Что сделать =
[1] Определите, согласуются ли с текстом о передаче травмы между поколениями утверждения: (a) Рэйчел Яхуда — профессор психиатрии и нейронауки в области травмы; (b) Моше Зиф — профессор Колумбийского университета; (c) по Марианне Хирш, пережитые события присутствуют в сознании потомков как память. На каждое ответьте «да» или «нет» и приведите решающие слова текста точной цитатой.
[2] Продолжите текст о передаче травмы между поколениями с того места, где он обрывается.

***** Текст документа

И ведь иногда действительно так бывает: ощущение, что помнишь «что-то еще», интуитивное, неназванное, под плотными слоями из собственных переживаний и обрывков снов. Как бы смело это ни звучало, но сегодня у ученых уже есть доказательства – случившееся десятилетия назад все еще может присутствовать в человеке здесь и сейчас. Иначе как объяснить идентичные отклонения в отделе гена стресса у детей, чьи матери пережили 11 сентября, или ПТСР у потомков бывших узников концлагерей? Доктор, профессор психиатрии и нейронауки в области травмы Рэйчел Яхуда утверждает, что сегодня наука имеет достаточно инструментов из микробиологии, чтобы не только задавать этот вопрос, измеряя молекулы и молекулярные процессы, но и предоставлять убедительные ответы.
С одной стороны, уже есть доказательства, что тело, еще до рождения, готовит нас к недружественной среде, учит – на клеточном уровне – быть начеку. «То, что случается на ранних этапах жизни, те сигналы, которые через мать поступают к ребенку, сообщают ему, в каком социальном окружении он будет жить. Будут ли условия суровыми и стоит ли беспокоиться и готовиться к стрессу? Или условия будут благоприятными и следует вести себя иначе? Будет ли это мир, где много света или где его мало? Будет ли достаточно или недостаточно пищи?» – рассуждает специалист по эпигенетике Моше Зиф.
С другой, передача информации о неблагоприятных обстоятельствах, о травме, может передаваться и через несколько поколений – не только непосредственно от матери к ребенку. Профессор колумбийского университета Марианна Хирш работает с потомками людей и сообществ, переживших сильнейшие коллективные потрясения (войны, геноцид, беспощадное насилие или же долговременное правление репрессивных политических режимов), и отмечает, что все эти события оказывают на них сильнейшее воздействие. Присутствуя в сознании не как память, а постпамять, «они запаздывают, теряют в качестве, оказываются видоизменены и пересмотрены в результате пережитого впоследствии индивидуального и коллективного опыта», однако они все еще продолжают незримо быть частью реальности этих людей.

**********
***** Фрагменты записей

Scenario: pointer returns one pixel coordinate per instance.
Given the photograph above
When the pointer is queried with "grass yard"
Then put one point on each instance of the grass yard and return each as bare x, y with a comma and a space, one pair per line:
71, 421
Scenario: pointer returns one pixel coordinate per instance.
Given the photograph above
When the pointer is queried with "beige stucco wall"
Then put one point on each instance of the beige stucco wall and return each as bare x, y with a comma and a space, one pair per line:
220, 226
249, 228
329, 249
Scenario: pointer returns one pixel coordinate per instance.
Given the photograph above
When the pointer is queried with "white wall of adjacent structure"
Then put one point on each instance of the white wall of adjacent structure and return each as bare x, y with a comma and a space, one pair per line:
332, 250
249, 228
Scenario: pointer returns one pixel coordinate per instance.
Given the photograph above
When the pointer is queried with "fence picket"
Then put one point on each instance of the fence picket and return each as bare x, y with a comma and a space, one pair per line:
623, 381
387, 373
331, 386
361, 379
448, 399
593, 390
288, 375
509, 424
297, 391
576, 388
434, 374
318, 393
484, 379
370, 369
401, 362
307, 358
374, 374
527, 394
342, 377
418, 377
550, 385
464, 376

**********

Ожидаемые ответы =
[1]
(a) Да: «Доктор, профессор психиатрии и нейронауки в области травмы Рэйчел Яхуда».
(b) Нет: «специалист по эпигенетике Моше Зиф»; профессором Колумбийского университета назван другой человек: «Профессор колумбийского университета Марианна Хирш».
(c) Нет: «Присутствуя в сознании не как память, а постпамять».

[2]
«Но эти события были переданы им [людям] на таком глубинном и эмоциональном уровне, что сами становятся словно бы полноправными воспоминаниями. Связь постпамяти с прошлым осуществляется таким образом не через воспоминание, но через потребность и желание, за счет привлечения воображения, проективных и творческих механизмов», – пишет Хирш.
Воспоминания предков не являются неким неизменным блокнотом со списком пережитых невзгод, которых потомкам следует остерегаться. Память — это не летопись, вручаемая по наследству в неизменённом виде, – но скорее сгусток, коллаж, собранный из рассказов или умолчаний, изображений явных или стертых, присутствующих или отсутствующих реакций, наблюдаемых нами в детстве при контакте со значимыми другими.
Естественно, обращение к феномену постпамяти становится особенно важным в ситуации сегодняшнего дня, когда изучение семейной истории, прошлого нередко стертых со страниц коллективной памяти имен и судеб близких и далеких родственников, уничтоженных режимами диктаторов, не только не поощряется, но и снова становится нежелательным, подозрительным занятием. Прошлое снова подвергается ревизии – неугодная литература летит в печь, скрывается под замками, клеймится бюрократическими печатями запрета и стигмы. Желание узнать свою травму, очертить контуры безымянных могил, проговорить боль, выглядит подозрительно – и прошлое снова, как и век назад, расползается шепотом по углам кухонь, на фоне марширующих рядами бумажных солдатиков без вчера и завтра, без роду и племени, не залечивая раны прошлого, но активно их множа.